■ Directions:
1. From the article on Iowa's secretary of agriculture race, quote the passage that begins with the words containing "Naig has served" and ends with "for Iowa farmers.".
2. In the article on Iowa's secretary of agriculture race, condense the paragraph beginning "Naig has served as secretary of agriculture since 2018" into a short list that keeps its main facts.

BEGIN Page text

Editor’s note: The Iowa State Daily attempted to reach out to Secretary Mike Naig four times and received no response.
Republican incumbent Mike Naig faces Democratic challenger John Norwood in the race for Iowa’s Secretary of Agriculture.
Norwood currently serves as Polk county’s soil and water commissioner. Norwood has received a bachelor’s degree from Williams College, a masters from the Yale School of Forestry and a masters in business administration from the Yale School of Management.
Naig has served as secretary of agriculture since 2018. He received a bachelor’s degree in biology and political science from Buena Vista University. According to his campaign website, Naig aims to expand markets and trade, protect soil and water quality and ensure a brighter future for Iowa farmers.
Norwood said Iowa’s soils are not good, and he intends to focus on how to improve soil quality as secretary of agriculture.
“We’re leading the Midwest in our soil loss, and it’s massive,” Norwood said. “On a per acre basis, it’s over five tons per acre, so over 10 times the rate that’s sustainable that Mother Nature provides.”
Norwood said roughly a third of the state’s budget is washing down rivers as soil.
“We’re sending down our rivers, something like 145 million tons of soil per year,” Norwood said, “and if you put a dollar value on that, that’d be about $3 billion per year.”
Norwood said setting soil loss limits at the county level would begin to help reduce soil loss in Iowa, but he said cover crops and tillage practices also play key roles in preventing soil loss.
“It has to do with incentives,” Norwood said. “What are the incentives that we provide to public sector through things like the Farm Bill, it has to do with tax policy— …do we get some kind of a break, perhaps, for property owners who are practicing good soil health, because that has both a positive impact in the sustainability of that piece of farm ground, but it also matters to what happens downstream.”

END Page text
BEGIN Data to examine

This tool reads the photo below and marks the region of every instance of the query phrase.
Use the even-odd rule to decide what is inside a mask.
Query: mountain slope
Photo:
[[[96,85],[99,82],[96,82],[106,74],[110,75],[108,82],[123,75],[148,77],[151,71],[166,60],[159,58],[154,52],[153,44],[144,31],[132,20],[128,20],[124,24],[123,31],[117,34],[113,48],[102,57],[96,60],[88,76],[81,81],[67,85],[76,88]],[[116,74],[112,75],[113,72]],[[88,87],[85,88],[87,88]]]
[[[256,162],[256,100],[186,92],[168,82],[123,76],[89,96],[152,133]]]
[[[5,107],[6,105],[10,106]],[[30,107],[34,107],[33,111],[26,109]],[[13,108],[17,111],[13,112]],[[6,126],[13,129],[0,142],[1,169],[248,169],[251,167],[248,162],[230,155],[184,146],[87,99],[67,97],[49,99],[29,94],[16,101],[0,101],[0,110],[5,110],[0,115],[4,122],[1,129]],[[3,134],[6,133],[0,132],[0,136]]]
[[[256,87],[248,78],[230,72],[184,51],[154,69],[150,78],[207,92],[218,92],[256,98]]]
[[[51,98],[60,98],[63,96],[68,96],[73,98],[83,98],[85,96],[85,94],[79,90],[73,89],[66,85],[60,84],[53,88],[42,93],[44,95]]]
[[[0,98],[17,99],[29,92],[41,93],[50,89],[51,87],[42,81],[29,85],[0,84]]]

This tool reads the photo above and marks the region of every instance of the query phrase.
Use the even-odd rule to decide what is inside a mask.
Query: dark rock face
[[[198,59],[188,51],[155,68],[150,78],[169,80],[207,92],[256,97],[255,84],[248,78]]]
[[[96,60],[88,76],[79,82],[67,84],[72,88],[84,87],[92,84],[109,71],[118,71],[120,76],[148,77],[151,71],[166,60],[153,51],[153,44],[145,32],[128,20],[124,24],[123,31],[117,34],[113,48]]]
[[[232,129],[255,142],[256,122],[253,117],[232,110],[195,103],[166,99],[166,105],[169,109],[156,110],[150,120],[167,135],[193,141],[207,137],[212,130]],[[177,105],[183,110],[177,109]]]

END Data to examine

■ Your responses:
1.
Naig has served as secretary of agriculture since 2018. He received a bachelor’s degree in biology and political science from Buena Vista University. According to his campaign website, Naig aims to expand markets and trade, protect soil and water quality and ensure a brighter future for Iowa farmers.

2.
- Naig has been secretary of agriculture since 2018.
- He holds a bachelor's degree in biology and political science from Buena Vista University.
- According to his campaign website, his goals are to expand markets and trade, protect soil and water quality, and ensure a brighter future for Iowa farmers.